== Extracted text ==

April 3rd, 2012

Async in 4.5: Worth the Await

Developers often ask for guidance on how to write responsive user interfaces. Reading most books about the .NET Framework over the past ten years, you’ll see coverage of the asynchronous programming model which requires a lot of careful attention while coding. That’s why the async features in the latest versions of C# and Visual Basic are tremendous step forward. And language innovation like async needs a great library to bring forward the potential. In this post, Alok Shriram – a Program Manager from the .NET Base Class Library team – shows the work done in the .NET Framework to be async ready.

"Performance" is a term that is used a lot when talking about apps, but it’s actually a pretty vague term. There are at least two aspects of performance that most people think about: app launch time and throughput. Both of these can be measured and described with actual numbers. The true test of an app, however, is end-user perception. A stop-watch may tell us one thing, but a user may see something else. End-user perception is the basis of asynchrony and related features that we have built into the .NET Framework 4.5 Beta. Essentially, we can provide a more responsive UI experience if some of the more expensive app operations can be delayed. This will make the end-user happier, and it will help us make better use of computing resources than would be possible otherwise. While you’ve always been able to implement this pattern in the .NET Framework, the implementation has been difficult in practice. We’ve fixed that in the .NET Framework 4.5 Beta.

===
== Record set ==

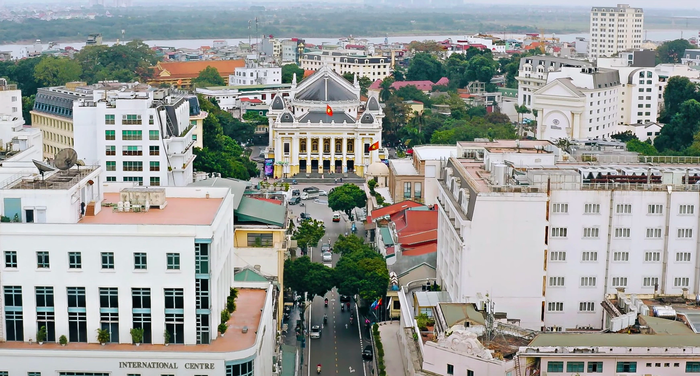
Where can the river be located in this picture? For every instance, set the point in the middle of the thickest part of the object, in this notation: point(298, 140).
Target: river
point(654, 35)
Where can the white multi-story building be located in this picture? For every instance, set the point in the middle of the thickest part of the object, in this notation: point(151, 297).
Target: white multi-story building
point(159, 259)
point(342, 62)
point(578, 103)
point(252, 74)
point(136, 134)
point(533, 73)
point(571, 232)
point(615, 29)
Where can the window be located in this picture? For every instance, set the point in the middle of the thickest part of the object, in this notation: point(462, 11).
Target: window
point(574, 366)
point(595, 367)
point(626, 367)
point(555, 306)
point(622, 232)
point(621, 256)
point(560, 208)
point(681, 282)
point(75, 260)
point(107, 260)
point(590, 232)
point(131, 119)
point(42, 259)
point(682, 256)
point(591, 209)
point(650, 282)
point(685, 233)
point(588, 281)
point(557, 256)
point(555, 366)
point(692, 367)
point(140, 261)
point(655, 209)
point(259, 240)
point(556, 281)
point(10, 259)
point(173, 261)
point(132, 166)
point(589, 256)
point(652, 256)
point(654, 233)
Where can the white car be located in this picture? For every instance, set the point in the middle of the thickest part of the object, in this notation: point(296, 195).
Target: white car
point(315, 332)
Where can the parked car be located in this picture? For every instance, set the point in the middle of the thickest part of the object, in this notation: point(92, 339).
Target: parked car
point(367, 353)
point(315, 332)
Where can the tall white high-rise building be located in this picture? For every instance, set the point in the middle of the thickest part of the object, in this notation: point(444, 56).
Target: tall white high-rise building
point(615, 29)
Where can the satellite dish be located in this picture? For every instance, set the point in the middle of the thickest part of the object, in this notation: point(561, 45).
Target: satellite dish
point(65, 159)
point(43, 167)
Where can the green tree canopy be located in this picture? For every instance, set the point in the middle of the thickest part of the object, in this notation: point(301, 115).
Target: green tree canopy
point(56, 71)
point(288, 71)
point(209, 76)
point(309, 233)
point(672, 51)
point(347, 197)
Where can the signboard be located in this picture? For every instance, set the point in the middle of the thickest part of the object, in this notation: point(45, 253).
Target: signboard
point(269, 166)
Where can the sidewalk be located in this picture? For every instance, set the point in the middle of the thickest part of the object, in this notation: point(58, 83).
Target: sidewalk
point(393, 359)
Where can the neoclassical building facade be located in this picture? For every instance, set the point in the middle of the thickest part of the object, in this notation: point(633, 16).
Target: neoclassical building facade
point(305, 137)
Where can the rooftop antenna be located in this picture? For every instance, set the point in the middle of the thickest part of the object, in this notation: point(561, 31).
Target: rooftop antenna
point(65, 159)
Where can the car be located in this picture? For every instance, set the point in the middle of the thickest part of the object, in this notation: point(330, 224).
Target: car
point(315, 332)
point(367, 353)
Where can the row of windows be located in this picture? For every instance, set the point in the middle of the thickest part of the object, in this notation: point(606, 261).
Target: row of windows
point(75, 260)
point(652, 209)
point(620, 232)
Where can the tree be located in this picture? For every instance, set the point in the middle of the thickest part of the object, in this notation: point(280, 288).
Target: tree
point(288, 71)
point(303, 276)
point(347, 197)
point(424, 66)
point(55, 71)
point(209, 76)
point(309, 233)
point(678, 90)
point(672, 51)
point(678, 133)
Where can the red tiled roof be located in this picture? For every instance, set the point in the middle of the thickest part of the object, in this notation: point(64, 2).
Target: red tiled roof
point(395, 208)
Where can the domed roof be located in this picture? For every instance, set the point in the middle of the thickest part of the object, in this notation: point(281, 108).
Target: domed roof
point(378, 169)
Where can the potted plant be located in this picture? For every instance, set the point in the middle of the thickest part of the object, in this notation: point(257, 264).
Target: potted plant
point(136, 335)
point(102, 336)
point(41, 335)
point(222, 328)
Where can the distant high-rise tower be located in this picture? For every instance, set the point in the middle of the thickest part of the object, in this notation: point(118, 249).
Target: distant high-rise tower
point(615, 29)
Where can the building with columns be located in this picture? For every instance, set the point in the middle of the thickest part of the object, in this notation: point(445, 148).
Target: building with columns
point(306, 139)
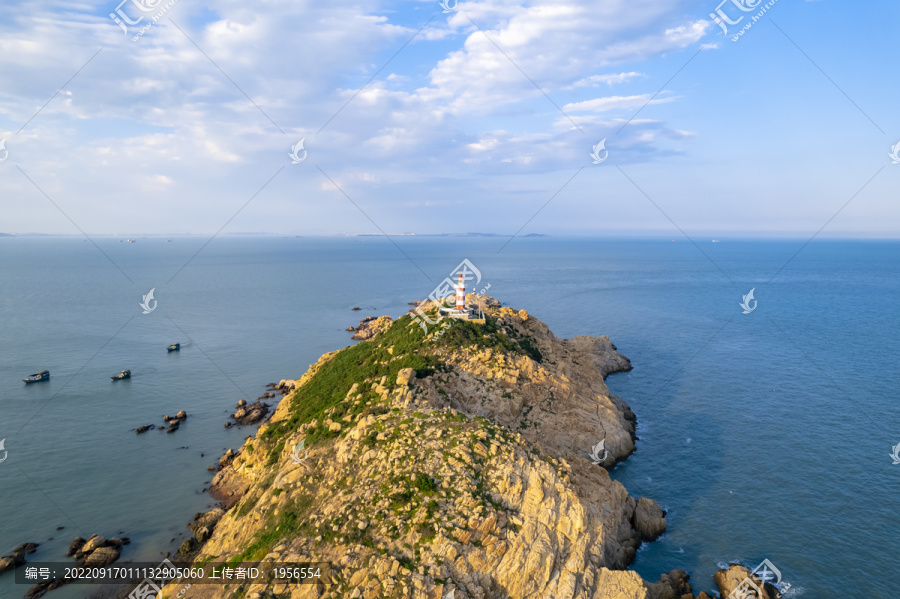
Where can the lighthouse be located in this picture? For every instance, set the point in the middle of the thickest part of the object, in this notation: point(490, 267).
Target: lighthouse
point(461, 294)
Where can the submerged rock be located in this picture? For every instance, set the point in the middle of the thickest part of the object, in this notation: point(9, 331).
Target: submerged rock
point(371, 326)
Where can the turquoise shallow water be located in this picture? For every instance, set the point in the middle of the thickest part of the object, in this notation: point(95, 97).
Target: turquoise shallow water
point(764, 435)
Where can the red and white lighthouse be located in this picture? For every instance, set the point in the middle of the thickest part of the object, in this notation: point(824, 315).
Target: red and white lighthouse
point(461, 294)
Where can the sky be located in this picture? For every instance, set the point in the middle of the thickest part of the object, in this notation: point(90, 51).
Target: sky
point(184, 117)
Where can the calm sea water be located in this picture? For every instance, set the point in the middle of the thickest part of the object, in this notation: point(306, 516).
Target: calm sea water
point(765, 435)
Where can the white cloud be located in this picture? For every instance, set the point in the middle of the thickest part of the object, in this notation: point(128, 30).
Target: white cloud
point(613, 102)
point(608, 79)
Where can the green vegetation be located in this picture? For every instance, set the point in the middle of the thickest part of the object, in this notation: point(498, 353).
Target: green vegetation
point(356, 364)
point(291, 522)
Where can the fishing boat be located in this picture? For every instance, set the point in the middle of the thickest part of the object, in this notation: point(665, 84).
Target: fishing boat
point(43, 375)
point(125, 374)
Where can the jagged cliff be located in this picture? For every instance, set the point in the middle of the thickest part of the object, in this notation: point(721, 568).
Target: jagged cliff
point(448, 463)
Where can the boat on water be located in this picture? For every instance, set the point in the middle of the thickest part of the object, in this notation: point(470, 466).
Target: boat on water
point(43, 375)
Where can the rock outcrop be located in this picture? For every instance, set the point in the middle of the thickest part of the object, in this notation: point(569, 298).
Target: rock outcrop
point(247, 414)
point(735, 575)
point(428, 465)
point(17, 556)
point(371, 326)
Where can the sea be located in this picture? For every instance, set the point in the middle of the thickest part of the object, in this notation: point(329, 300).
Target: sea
point(766, 424)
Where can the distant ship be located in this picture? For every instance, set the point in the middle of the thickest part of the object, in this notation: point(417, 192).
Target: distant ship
point(43, 375)
point(125, 374)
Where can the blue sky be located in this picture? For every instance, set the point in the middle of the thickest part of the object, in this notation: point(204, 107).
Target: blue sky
point(770, 135)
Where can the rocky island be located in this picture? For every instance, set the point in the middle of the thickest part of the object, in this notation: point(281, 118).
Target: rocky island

===

● **Work instructions**
1 – In the post on async in .NET 4.5, what outcomes does it say follow from delaying some of the more expensive app operations?
2 – Why does the post on async in .NET 4.5 call the async features in the latest C# and Visual Basic a tremendous step forward?

● **Solutions for each task**
1 –
- A more responsive UI experience
- A happier end-user
- Better use of computing resources than would otherwise be possible

2 – The asynchronous programming model that most .NET Framework books have covered over the past ten years requires a lot of careful attention while coding. The new async features are a step forward because they address that difficulty.